<<<<
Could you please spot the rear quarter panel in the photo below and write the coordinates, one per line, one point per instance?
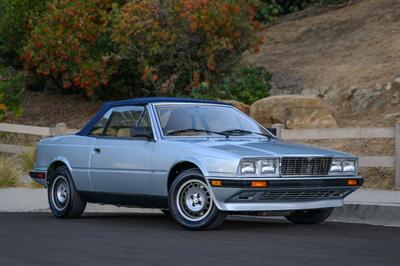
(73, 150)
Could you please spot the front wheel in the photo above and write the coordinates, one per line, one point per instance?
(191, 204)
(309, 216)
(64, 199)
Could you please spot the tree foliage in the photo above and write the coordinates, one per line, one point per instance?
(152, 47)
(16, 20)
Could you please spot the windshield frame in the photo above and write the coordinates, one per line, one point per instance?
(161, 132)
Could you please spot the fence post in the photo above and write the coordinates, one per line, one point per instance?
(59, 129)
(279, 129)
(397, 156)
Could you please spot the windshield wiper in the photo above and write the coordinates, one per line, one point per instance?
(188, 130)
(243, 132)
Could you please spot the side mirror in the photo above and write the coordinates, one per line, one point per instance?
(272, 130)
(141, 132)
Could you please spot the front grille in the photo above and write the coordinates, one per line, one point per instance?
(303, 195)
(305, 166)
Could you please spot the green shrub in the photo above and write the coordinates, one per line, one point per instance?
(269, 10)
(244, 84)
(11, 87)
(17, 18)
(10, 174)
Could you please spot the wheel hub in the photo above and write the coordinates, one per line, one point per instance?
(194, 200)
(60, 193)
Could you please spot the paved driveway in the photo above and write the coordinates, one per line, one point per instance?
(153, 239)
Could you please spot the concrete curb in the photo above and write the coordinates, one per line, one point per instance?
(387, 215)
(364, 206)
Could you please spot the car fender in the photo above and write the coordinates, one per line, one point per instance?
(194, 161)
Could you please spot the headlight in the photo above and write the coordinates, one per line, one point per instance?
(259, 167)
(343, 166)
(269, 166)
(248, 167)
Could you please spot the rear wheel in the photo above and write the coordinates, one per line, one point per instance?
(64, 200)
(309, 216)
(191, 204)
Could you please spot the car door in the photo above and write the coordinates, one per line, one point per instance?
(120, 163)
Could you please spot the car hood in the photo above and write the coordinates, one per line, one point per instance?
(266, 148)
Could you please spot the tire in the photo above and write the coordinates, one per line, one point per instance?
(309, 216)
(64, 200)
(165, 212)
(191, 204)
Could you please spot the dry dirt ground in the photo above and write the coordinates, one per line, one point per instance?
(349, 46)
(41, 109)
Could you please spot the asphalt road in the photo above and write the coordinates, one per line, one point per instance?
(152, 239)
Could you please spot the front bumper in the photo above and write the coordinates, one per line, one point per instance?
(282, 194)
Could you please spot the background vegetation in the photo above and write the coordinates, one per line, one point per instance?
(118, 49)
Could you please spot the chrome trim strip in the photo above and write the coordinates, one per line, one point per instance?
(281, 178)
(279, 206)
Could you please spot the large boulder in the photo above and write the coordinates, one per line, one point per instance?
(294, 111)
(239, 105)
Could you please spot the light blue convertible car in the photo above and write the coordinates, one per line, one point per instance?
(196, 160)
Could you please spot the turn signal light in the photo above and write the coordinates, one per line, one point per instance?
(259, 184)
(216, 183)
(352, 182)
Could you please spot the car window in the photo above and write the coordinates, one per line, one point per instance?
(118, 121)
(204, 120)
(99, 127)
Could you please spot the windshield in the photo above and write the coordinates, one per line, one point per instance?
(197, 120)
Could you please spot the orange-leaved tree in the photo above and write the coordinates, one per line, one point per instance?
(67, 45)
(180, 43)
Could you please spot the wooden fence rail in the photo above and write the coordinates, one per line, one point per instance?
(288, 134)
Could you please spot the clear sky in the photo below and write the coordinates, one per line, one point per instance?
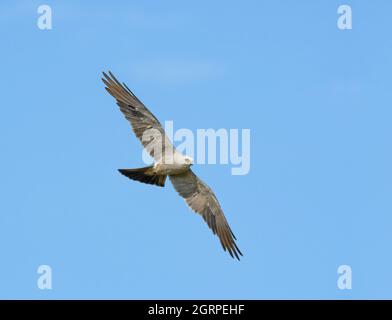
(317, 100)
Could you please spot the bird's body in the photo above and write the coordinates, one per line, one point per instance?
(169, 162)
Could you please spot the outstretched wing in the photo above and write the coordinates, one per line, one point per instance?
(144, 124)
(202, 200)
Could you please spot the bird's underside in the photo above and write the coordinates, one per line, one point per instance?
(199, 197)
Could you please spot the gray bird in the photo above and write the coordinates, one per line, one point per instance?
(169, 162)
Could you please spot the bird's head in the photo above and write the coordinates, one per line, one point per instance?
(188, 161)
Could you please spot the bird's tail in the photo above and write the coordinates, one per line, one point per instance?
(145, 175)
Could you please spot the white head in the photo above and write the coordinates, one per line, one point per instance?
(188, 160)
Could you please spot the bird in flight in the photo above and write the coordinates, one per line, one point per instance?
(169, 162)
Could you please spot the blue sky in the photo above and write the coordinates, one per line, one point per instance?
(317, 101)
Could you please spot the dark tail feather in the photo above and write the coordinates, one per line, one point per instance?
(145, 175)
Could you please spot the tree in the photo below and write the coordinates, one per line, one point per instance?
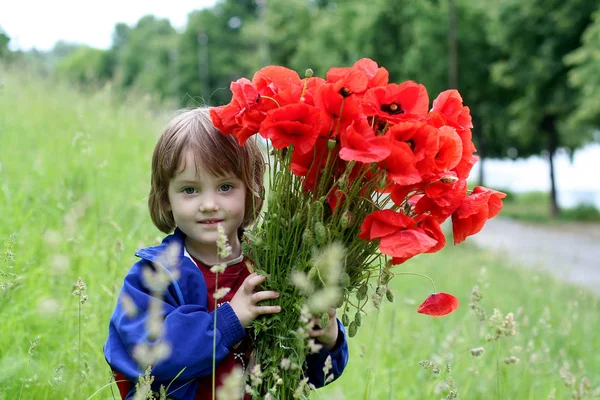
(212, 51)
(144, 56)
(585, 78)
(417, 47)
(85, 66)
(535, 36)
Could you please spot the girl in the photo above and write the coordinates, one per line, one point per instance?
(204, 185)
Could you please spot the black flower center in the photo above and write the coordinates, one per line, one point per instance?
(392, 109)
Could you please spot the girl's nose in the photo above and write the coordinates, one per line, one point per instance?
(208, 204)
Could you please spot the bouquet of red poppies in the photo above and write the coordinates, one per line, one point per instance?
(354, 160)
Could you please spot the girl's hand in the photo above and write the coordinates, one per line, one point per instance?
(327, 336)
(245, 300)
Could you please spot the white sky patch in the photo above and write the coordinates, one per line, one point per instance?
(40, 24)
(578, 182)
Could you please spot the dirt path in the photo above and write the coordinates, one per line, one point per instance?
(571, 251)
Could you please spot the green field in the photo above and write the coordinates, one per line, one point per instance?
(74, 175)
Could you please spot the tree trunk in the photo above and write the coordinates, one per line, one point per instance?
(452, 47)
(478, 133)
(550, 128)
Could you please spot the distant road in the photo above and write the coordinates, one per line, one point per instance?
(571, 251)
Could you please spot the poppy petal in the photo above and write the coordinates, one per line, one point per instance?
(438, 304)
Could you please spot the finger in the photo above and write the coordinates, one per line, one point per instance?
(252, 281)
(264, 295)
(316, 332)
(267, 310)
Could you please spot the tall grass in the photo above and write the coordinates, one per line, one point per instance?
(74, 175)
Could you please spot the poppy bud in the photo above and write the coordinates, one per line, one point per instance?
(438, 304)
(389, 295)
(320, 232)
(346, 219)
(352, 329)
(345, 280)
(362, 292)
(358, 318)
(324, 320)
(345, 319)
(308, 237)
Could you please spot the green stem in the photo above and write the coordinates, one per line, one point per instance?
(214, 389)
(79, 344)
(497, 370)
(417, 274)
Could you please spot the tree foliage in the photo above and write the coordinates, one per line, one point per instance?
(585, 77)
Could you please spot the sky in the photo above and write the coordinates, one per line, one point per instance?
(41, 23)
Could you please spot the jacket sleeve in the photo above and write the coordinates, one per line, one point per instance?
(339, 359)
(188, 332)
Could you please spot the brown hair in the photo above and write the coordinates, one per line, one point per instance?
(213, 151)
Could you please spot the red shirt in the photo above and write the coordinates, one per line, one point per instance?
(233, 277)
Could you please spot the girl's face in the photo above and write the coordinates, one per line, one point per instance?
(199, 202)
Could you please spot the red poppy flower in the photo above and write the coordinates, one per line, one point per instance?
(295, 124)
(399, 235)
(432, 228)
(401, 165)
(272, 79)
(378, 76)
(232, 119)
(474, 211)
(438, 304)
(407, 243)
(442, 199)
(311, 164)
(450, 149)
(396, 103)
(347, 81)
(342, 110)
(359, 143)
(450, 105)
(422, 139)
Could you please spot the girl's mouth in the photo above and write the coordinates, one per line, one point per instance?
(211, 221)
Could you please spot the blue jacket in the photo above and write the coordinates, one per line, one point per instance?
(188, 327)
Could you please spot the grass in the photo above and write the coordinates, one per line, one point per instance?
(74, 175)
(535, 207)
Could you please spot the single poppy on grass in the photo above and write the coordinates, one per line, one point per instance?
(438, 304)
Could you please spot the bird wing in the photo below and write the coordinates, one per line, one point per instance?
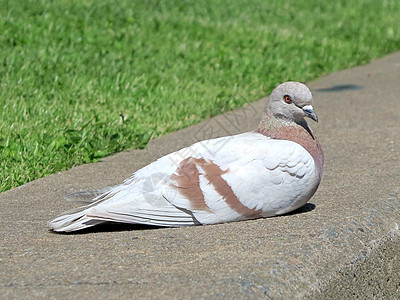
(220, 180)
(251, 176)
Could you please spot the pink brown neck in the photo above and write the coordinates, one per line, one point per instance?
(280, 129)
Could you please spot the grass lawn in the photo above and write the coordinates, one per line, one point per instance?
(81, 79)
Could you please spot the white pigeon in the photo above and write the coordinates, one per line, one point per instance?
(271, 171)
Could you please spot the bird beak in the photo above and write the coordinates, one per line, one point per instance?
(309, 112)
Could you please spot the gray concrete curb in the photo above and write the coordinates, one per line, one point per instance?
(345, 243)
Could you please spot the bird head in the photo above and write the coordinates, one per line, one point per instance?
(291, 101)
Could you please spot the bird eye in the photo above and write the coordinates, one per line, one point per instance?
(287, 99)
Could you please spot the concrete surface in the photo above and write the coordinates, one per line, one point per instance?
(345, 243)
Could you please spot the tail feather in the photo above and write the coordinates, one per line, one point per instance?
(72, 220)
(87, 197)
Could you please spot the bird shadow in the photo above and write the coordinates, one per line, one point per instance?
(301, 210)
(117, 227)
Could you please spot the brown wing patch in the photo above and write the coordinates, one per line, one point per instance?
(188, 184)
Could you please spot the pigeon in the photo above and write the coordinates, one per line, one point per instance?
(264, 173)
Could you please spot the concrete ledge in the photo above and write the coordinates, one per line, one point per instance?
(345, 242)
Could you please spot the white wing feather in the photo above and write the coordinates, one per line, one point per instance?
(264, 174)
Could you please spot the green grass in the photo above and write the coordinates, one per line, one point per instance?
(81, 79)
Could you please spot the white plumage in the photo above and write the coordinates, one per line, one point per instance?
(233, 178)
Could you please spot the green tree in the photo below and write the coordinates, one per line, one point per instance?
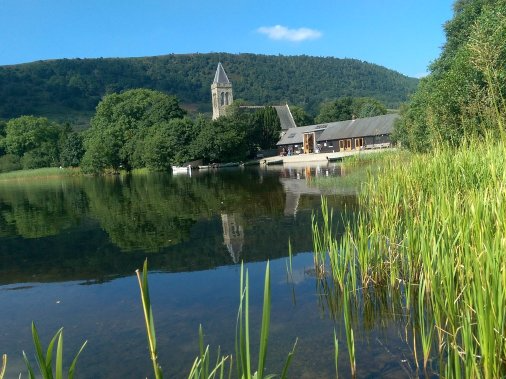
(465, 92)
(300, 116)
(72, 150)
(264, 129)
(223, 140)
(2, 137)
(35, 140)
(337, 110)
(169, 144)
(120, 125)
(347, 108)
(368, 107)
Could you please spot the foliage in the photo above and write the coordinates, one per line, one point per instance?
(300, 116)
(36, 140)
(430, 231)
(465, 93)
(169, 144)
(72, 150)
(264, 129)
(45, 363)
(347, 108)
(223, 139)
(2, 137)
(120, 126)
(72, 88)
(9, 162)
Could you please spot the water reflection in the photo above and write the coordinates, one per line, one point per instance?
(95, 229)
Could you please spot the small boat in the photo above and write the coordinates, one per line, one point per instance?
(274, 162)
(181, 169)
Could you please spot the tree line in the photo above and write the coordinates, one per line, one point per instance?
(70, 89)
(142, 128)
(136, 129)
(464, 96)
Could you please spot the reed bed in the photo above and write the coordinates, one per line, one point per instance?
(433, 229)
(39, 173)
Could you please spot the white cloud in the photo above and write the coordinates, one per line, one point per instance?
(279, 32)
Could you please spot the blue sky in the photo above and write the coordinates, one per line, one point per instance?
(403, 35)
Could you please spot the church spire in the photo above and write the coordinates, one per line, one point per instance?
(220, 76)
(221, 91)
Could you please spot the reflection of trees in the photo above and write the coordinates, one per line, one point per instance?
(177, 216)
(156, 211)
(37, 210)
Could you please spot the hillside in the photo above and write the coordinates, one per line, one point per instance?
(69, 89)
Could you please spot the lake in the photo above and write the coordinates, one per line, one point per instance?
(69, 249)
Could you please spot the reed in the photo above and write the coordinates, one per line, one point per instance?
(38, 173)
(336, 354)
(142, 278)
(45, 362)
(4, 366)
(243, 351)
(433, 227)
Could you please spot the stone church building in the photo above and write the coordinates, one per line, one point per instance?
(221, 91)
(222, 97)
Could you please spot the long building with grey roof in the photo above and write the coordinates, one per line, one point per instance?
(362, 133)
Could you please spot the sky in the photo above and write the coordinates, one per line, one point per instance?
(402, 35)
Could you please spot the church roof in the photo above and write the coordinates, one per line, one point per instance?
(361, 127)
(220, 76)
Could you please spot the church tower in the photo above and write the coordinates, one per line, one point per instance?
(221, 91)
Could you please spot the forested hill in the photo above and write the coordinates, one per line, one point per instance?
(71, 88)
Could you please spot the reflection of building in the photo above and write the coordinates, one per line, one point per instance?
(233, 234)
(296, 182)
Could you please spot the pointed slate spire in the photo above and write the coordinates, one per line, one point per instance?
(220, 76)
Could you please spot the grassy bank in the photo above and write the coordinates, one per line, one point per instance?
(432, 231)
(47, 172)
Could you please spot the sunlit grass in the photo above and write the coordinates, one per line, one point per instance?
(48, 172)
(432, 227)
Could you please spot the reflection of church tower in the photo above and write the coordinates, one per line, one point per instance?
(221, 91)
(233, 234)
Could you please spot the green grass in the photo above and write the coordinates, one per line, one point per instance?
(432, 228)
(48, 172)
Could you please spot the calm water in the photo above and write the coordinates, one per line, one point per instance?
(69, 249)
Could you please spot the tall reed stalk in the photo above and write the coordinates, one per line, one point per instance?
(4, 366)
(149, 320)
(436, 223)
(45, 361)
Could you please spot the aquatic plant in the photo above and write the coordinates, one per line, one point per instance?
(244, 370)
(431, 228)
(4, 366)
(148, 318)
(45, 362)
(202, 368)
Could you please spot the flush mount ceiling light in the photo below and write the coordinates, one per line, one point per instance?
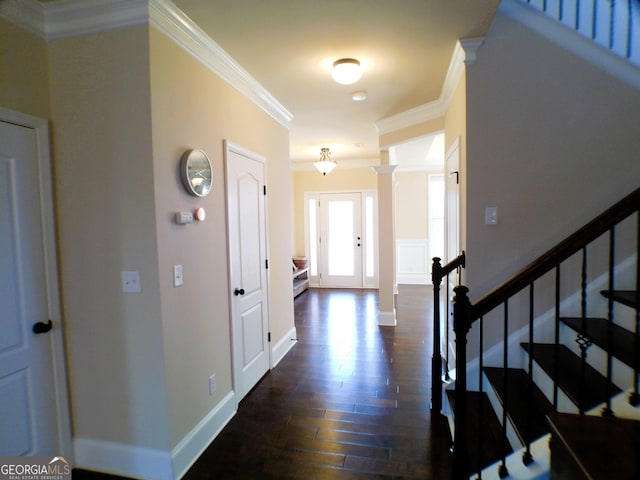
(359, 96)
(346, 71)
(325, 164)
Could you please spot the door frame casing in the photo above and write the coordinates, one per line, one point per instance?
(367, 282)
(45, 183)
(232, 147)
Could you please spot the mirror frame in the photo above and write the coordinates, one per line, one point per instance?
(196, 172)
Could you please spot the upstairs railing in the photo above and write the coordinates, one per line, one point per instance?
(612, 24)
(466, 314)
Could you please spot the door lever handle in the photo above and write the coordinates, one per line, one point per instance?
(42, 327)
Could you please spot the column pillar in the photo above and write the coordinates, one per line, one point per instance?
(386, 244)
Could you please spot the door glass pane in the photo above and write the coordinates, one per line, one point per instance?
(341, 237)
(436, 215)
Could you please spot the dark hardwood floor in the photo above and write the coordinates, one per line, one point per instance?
>>>>
▶ Goal of the exercise: Please retype the rows above without changing a character, starting at the line that contains "Could you please spot the mirror" and ending at the final row.

▶ Task output:
Could you please spot the mirror frame in the photo above and write the coordinates, one per line, one point per instance?
(196, 172)
Could you please spot the upstairs railing in the photo above and write the coordinates, one per line, one point per instance?
(612, 24)
(466, 314)
Could you please spot the door lever handle in the photo above and write the coordinates, one per line, one point per instance?
(42, 327)
Could you please spot the column pillar in the photo above and write the coordinates, one per line, one point per instance?
(386, 244)
Could you please spot the door glass pane in the photo above and write the coordinates, one per line, one point per instance?
(341, 237)
(436, 215)
Could you please spot the dark hardwood floor in the photo above and write the coordinates, one per line, one point per instance?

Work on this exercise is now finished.